▶

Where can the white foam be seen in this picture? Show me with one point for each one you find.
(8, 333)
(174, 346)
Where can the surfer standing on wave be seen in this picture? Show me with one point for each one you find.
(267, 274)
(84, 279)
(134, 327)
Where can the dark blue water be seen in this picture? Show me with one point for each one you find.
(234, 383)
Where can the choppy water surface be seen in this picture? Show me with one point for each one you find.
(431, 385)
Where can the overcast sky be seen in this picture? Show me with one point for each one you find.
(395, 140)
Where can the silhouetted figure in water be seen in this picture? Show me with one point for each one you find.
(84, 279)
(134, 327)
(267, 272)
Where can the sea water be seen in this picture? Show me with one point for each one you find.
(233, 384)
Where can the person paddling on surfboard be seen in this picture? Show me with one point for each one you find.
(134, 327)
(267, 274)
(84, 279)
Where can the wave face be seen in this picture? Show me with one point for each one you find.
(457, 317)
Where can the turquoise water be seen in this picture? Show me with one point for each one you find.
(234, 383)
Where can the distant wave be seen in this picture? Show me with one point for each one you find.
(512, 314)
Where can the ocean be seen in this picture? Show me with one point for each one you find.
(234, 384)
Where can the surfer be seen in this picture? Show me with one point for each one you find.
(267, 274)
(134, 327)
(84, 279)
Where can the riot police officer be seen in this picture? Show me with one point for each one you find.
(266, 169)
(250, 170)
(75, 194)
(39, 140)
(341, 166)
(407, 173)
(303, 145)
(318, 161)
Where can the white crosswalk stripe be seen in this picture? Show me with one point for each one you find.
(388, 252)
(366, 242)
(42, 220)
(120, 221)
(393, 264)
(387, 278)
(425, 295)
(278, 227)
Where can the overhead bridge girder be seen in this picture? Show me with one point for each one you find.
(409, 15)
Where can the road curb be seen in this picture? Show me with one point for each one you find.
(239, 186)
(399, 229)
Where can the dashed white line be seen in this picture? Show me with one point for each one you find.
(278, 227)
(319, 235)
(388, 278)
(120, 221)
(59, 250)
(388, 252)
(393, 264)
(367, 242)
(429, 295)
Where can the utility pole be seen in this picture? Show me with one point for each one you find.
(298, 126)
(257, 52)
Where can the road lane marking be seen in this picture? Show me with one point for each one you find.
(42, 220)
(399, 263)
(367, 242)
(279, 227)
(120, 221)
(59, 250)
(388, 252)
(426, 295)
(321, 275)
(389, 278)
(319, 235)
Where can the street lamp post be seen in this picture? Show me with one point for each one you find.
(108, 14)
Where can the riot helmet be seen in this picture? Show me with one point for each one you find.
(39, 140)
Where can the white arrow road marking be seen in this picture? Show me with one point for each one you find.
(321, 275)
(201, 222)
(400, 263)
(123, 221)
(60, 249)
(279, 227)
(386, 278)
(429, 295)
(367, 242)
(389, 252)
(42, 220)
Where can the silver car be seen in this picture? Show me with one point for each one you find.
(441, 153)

◀

▶ **EXERCISE DIRECTIONS**: Return every one of the records above word for word and in their original order, changing nothing.

▶ **RESULT FOR THIS EXERCISE**:
Where can the white foam be seen in this picture? Show me with one point for each one you find.
(8, 333)
(174, 346)
Where can the surfer standing on wave be seen in this picture? Show me with one point for each one you find.
(267, 274)
(84, 279)
(134, 327)
Where can the dark blue water be seen in this picture? Show me with one point for each one you find.
(234, 383)
Where can the choppy water surface be seen in this picture? Show me with one point for each one you find.
(431, 385)
Where can the overcast sky be seen in this picture? Show me with one point for each one you find.
(395, 140)
Where can the silhouetted figure in water be seen in this picture? Show me with one point for each one you find.
(84, 279)
(134, 327)
(267, 272)
Where can the sea water be seen in this picture? Show me with one point for each one you find.
(233, 384)
Where can the person paddling on surfboard be seen in this picture? Show me with one point for each one you find.
(134, 327)
(267, 274)
(84, 279)
Where can the wave face be seen in this picture? Show me with one point for each one you find.
(457, 317)
Where can the turquoise water be seen in this picture? Show me with one point for each one you find.
(234, 383)
Where can the distant wave be seen in this picture? Show me with one point for each one you find.
(512, 314)
Where can the ocean be seen in this picture? Show me with one point for each one you find.
(234, 384)
Where can the surfer be seen in this picture? Show me with one point for each one you find.
(267, 274)
(134, 327)
(84, 279)
Where can the riot police officer be seen in this picture? Show me with one point for each one you find.
(266, 169)
(250, 170)
(75, 194)
(39, 140)
(341, 166)
(407, 173)
(303, 145)
(318, 161)
Where can the white crosswalk stripe be seen in this picture? Show me with one point for each one you find.
(388, 252)
(366, 242)
(42, 220)
(120, 221)
(393, 264)
(387, 278)
(425, 295)
(278, 227)
Where can the overhead bridge girder be seen in this picture? Show me with one point for each one you find.
(409, 15)
Where can the road curb be seen in this picture? Show me with one point for each one you find.
(239, 186)
(399, 229)
Where can the dashed white line be seen in this picture? Show me with one point for each one you find.
(278, 227)
(319, 235)
(388, 278)
(120, 221)
(59, 250)
(388, 252)
(393, 264)
(367, 242)
(429, 295)
Where can the utility pole be seen in this picture? Show me with one point for each one you find.
(298, 126)
(257, 52)
Where can the road lane marking be seen in this picture? Show me with one point for each one you find.
(42, 220)
(399, 263)
(367, 242)
(279, 227)
(120, 221)
(59, 250)
(388, 252)
(426, 295)
(321, 275)
(389, 278)
(319, 235)
Where can the street lamp post be seen in this picture? Show me with one point for each one you find.
(108, 14)
Where can the riot helmet be seen in this picture? Show me with one point for each one you find.
(39, 140)
Where can the white arrow road marking be seen in this picture? Show me with one point for each one you find.
(321, 275)
(201, 222)
(400, 263)
(123, 221)
(60, 249)
(279, 227)
(386, 278)
(429, 295)
(367, 242)
(389, 252)
(42, 220)
Where can the silver car be seen in this picture? Show me with one point for each one you find.
(441, 153)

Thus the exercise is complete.